Stored entries:
- - -

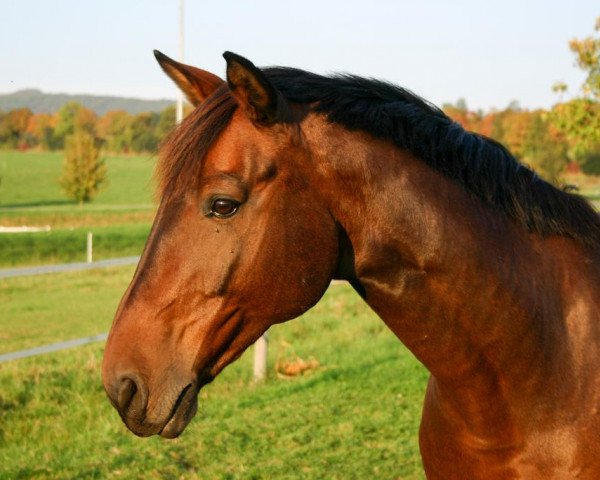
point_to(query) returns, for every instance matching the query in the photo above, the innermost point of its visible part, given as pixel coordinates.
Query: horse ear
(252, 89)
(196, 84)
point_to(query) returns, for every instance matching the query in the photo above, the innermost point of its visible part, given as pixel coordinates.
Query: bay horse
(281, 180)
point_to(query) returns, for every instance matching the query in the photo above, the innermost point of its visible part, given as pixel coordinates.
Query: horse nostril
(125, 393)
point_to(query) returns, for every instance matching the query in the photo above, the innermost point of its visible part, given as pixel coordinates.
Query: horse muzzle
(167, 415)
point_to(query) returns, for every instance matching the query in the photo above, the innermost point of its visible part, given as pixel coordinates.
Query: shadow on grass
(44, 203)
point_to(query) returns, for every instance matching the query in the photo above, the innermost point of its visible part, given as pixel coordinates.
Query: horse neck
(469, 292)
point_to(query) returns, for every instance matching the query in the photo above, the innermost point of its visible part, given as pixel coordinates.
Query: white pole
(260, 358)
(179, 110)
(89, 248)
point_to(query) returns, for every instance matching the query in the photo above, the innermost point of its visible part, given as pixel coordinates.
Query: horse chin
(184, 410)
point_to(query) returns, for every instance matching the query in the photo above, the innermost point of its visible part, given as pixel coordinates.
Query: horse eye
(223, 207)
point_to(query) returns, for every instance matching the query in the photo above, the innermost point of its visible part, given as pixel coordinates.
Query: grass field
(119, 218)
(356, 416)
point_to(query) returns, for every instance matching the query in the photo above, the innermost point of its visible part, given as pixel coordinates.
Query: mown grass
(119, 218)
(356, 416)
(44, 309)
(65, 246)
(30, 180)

- - -

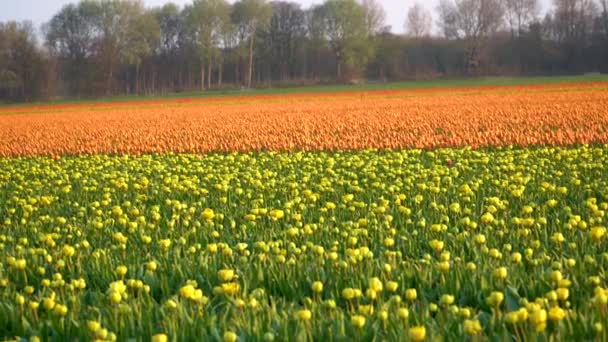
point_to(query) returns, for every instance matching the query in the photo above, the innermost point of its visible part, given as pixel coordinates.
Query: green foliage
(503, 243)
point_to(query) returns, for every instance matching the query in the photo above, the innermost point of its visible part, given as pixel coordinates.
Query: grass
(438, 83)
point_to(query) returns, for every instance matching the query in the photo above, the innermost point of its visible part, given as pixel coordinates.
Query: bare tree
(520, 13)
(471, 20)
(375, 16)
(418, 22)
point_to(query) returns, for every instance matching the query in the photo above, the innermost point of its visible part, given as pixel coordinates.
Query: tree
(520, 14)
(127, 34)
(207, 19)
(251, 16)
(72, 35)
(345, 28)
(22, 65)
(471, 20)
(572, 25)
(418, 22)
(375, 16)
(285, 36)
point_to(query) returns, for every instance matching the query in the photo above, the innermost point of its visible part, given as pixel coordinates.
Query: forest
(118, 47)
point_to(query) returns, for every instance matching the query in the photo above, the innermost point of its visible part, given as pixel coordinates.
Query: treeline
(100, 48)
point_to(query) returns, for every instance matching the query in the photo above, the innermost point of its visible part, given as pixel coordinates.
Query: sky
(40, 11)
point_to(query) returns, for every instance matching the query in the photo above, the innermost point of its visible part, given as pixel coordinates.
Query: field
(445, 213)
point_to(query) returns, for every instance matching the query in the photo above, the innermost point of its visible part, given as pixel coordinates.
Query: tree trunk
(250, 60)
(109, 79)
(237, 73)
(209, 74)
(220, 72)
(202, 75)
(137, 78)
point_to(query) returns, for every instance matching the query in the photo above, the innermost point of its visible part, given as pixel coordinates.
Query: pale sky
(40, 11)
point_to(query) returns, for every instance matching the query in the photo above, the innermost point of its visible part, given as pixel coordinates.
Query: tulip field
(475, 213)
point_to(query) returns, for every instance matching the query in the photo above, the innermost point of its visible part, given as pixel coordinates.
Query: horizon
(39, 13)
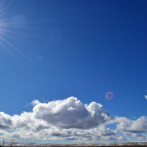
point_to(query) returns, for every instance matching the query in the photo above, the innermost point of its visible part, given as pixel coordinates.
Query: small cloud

- - -

Brief:
Gather every line in the stored entries that contains the word "field" and copy each one out in full.

Full answer:
Query: grass field
Query: field
Query: tulip field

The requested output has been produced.